== Work to be completed ==
Find "Query: smiling mouth" and "the smiling woman." in the records below. Copy the lines holding them and every line between, exactly, and no others.

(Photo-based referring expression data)
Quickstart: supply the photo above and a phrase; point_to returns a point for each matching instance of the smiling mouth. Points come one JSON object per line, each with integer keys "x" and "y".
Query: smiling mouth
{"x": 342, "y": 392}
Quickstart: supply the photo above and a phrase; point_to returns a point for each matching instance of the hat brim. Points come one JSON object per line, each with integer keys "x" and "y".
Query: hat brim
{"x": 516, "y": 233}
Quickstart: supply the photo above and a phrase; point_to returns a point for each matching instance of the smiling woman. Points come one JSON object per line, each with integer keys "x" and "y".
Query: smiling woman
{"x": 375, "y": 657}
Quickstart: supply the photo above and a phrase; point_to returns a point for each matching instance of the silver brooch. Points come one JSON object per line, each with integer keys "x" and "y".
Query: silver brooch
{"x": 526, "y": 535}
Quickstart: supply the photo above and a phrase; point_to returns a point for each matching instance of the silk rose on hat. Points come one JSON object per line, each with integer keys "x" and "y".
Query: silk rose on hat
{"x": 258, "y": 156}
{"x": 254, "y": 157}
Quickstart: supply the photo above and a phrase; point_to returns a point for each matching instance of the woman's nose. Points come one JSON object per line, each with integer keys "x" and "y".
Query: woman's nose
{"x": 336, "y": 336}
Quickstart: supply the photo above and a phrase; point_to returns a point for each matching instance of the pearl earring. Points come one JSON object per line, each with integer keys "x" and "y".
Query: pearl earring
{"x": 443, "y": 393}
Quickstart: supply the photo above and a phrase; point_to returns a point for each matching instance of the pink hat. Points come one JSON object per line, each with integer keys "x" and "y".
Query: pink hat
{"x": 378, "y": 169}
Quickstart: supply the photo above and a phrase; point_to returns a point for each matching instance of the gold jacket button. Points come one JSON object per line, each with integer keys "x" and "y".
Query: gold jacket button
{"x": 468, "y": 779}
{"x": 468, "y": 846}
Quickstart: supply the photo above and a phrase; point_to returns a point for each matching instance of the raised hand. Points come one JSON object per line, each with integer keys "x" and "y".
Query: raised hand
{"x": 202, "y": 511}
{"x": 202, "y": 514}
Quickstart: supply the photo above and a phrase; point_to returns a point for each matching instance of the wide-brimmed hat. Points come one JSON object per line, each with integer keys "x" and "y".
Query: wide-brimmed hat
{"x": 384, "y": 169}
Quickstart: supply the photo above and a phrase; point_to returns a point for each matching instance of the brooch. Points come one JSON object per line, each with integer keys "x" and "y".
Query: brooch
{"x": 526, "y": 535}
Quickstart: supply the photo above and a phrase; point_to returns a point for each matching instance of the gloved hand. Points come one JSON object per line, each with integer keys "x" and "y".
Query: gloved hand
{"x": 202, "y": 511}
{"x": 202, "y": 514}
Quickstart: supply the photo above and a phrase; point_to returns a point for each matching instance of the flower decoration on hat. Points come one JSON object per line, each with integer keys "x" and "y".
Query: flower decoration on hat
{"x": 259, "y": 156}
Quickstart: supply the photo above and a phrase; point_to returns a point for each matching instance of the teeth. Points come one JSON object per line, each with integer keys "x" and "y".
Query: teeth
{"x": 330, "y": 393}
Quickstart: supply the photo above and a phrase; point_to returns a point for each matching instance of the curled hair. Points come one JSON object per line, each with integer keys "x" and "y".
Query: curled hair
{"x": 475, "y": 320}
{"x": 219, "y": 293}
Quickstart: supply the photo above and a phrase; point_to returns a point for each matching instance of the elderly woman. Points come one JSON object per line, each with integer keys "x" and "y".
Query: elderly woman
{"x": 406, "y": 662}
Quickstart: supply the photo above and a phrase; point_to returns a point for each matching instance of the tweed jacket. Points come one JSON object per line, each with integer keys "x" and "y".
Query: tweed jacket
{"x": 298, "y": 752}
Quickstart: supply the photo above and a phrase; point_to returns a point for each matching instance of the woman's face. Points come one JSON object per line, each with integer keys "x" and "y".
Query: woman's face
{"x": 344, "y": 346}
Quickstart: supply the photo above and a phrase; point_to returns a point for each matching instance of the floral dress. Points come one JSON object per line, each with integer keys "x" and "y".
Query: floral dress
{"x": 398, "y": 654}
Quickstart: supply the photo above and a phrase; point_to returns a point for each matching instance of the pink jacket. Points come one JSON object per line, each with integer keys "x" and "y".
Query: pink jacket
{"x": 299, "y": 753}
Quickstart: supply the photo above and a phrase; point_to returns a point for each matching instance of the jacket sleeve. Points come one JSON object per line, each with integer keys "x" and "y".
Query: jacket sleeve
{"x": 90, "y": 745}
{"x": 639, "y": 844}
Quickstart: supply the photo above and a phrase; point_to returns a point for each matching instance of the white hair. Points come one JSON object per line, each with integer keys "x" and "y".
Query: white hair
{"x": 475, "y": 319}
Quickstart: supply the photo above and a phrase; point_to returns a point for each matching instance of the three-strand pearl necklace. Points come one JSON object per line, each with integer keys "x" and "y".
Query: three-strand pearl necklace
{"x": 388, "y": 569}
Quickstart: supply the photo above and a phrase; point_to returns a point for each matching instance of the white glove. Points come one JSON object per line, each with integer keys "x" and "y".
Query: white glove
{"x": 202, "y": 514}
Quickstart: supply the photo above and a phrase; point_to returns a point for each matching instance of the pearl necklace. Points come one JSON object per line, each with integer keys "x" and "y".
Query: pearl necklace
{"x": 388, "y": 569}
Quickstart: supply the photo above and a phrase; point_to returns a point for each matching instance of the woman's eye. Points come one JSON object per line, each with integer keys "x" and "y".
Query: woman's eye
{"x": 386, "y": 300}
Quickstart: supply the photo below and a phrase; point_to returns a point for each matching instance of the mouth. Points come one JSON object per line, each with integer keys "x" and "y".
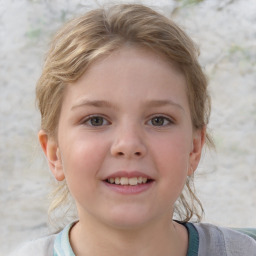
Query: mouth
{"x": 125, "y": 181}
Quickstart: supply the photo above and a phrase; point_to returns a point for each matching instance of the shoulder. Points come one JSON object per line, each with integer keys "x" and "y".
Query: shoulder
{"x": 39, "y": 247}
{"x": 214, "y": 240}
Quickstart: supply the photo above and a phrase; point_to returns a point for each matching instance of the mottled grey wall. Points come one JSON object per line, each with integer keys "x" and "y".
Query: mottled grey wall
{"x": 226, "y": 33}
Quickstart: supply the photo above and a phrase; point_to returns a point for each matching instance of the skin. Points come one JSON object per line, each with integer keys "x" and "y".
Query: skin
{"x": 126, "y": 91}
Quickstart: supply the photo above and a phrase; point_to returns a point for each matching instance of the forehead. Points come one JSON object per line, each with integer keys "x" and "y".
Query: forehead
{"x": 130, "y": 71}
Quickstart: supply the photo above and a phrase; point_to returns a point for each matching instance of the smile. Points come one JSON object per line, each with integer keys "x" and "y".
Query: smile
{"x": 128, "y": 181}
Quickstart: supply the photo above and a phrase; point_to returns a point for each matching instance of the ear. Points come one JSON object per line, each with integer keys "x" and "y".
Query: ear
{"x": 52, "y": 153}
{"x": 196, "y": 151}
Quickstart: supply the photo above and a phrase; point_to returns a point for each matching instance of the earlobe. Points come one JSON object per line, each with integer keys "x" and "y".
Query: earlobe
{"x": 52, "y": 153}
{"x": 196, "y": 151}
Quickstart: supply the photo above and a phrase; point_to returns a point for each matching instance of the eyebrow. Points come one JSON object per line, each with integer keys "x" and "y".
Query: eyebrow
{"x": 93, "y": 103}
{"x": 107, "y": 104}
{"x": 162, "y": 103}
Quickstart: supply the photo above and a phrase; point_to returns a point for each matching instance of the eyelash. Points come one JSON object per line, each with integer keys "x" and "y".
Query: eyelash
{"x": 164, "y": 118}
{"x": 165, "y": 121}
{"x": 89, "y": 119}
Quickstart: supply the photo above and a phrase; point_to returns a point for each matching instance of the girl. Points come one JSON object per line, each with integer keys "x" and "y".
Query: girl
{"x": 124, "y": 109}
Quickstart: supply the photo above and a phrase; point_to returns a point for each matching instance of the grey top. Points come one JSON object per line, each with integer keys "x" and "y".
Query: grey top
{"x": 213, "y": 241}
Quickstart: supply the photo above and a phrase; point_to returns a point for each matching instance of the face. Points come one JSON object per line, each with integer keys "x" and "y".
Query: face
{"x": 125, "y": 139}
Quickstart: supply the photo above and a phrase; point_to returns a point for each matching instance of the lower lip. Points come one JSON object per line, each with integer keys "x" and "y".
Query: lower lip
{"x": 128, "y": 189}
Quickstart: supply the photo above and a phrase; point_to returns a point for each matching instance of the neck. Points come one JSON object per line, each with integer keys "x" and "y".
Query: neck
{"x": 159, "y": 238}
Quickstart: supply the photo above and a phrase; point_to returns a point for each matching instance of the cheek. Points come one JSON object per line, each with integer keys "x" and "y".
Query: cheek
{"x": 82, "y": 159}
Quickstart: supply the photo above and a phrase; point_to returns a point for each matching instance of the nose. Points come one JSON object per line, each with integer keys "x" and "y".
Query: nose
{"x": 128, "y": 142}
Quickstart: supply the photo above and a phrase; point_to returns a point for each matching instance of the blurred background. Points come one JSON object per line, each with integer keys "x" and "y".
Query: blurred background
{"x": 225, "y": 31}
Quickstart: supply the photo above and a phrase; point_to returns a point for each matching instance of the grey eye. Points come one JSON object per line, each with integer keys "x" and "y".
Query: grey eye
{"x": 160, "y": 121}
{"x": 96, "y": 121}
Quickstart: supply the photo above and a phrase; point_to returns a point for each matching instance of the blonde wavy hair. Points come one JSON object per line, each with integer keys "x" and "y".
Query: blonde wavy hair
{"x": 99, "y": 32}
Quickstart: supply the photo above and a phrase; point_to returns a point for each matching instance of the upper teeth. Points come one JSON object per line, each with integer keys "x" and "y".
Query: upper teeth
{"x": 127, "y": 181}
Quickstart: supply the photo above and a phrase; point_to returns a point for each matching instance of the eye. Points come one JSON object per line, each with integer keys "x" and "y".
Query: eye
{"x": 95, "y": 121}
{"x": 160, "y": 121}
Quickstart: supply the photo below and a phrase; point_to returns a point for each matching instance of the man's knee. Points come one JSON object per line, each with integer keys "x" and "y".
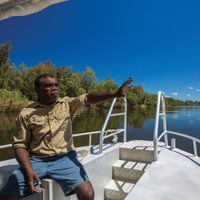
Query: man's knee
{"x": 85, "y": 191}
{"x": 10, "y": 197}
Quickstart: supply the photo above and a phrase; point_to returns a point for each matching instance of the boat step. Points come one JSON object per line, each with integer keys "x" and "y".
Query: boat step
{"x": 117, "y": 190}
{"x": 138, "y": 155}
{"x": 128, "y": 171}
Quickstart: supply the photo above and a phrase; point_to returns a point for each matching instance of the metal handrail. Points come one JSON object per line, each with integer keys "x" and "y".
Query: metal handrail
{"x": 103, "y": 130}
{"x": 102, "y": 134}
{"x": 162, "y": 113}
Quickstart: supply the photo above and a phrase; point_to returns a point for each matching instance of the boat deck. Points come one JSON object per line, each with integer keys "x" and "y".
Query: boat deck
{"x": 176, "y": 175}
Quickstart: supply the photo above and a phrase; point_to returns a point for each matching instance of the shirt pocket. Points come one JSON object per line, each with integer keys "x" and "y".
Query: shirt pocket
{"x": 61, "y": 116}
{"x": 36, "y": 122}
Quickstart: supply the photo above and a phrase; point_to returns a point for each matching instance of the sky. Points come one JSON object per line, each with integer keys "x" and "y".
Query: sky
{"x": 155, "y": 42}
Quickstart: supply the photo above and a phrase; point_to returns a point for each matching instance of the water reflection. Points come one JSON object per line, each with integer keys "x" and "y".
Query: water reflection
{"x": 140, "y": 125}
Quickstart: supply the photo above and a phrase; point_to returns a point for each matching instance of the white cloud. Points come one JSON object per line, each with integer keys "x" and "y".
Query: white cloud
{"x": 191, "y": 88}
{"x": 175, "y": 93}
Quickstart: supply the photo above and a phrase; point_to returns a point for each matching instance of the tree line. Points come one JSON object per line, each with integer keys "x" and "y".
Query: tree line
{"x": 17, "y": 83}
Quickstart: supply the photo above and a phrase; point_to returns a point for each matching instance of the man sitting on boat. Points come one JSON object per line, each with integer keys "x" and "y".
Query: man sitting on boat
{"x": 43, "y": 143}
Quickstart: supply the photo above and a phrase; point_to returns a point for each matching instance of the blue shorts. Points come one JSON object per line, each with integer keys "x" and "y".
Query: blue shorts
{"x": 65, "y": 169}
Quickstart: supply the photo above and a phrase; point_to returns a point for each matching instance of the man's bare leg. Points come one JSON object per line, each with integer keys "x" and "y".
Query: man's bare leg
{"x": 11, "y": 197}
{"x": 85, "y": 191}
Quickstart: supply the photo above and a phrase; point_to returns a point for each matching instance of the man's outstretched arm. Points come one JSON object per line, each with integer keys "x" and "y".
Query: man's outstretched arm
{"x": 94, "y": 98}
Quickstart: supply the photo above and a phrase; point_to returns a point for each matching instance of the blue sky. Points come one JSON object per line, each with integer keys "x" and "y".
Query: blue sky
{"x": 156, "y": 42}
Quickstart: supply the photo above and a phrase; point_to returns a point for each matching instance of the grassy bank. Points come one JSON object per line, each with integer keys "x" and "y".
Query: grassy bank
{"x": 11, "y": 101}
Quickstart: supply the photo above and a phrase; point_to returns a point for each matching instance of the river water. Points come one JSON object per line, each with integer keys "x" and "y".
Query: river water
{"x": 140, "y": 125}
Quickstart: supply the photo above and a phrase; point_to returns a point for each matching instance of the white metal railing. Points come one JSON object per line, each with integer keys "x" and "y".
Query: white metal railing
{"x": 104, "y": 134}
{"x": 161, "y": 112}
{"x": 110, "y": 114}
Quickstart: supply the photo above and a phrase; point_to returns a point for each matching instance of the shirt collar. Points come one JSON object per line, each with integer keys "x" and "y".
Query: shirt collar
{"x": 39, "y": 104}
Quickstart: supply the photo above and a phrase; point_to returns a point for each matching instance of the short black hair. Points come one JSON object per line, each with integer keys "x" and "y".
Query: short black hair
{"x": 38, "y": 79}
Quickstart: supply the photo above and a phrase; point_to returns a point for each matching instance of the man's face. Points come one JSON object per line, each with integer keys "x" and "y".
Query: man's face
{"x": 48, "y": 91}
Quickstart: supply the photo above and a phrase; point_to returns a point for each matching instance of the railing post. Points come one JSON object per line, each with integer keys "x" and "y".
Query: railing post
{"x": 104, "y": 126}
{"x": 125, "y": 120}
{"x": 164, "y": 119}
{"x": 155, "y": 138}
{"x": 195, "y": 148}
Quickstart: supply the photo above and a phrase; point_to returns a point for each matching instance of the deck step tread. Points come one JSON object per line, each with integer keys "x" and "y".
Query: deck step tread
{"x": 131, "y": 165}
{"x": 119, "y": 186}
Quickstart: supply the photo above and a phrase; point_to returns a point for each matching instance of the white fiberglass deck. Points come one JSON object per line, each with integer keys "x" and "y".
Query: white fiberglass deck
{"x": 175, "y": 176}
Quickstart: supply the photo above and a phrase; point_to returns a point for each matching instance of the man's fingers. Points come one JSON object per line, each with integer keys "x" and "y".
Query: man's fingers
{"x": 31, "y": 180}
{"x": 37, "y": 179}
{"x": 31, "y": 183}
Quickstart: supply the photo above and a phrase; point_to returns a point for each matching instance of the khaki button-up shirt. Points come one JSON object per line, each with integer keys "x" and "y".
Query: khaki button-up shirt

== Exercise result ==
Query: smiling mouth
{"x": 342, "y": 392}
Quickstart: supply the photo above and a phrase; point_to returns a point for each matching instance of the hat brim. Points come one JSON object per line, each with integer keys "x" and "y".
Query: hat brim
{"x": 516, "y": 233}
Quickstart: supply the photo above and a phrase; point_to returns a point for each matching instance of the smiling woman. Points come one JSON object per line, each with integer keys "x" and "y".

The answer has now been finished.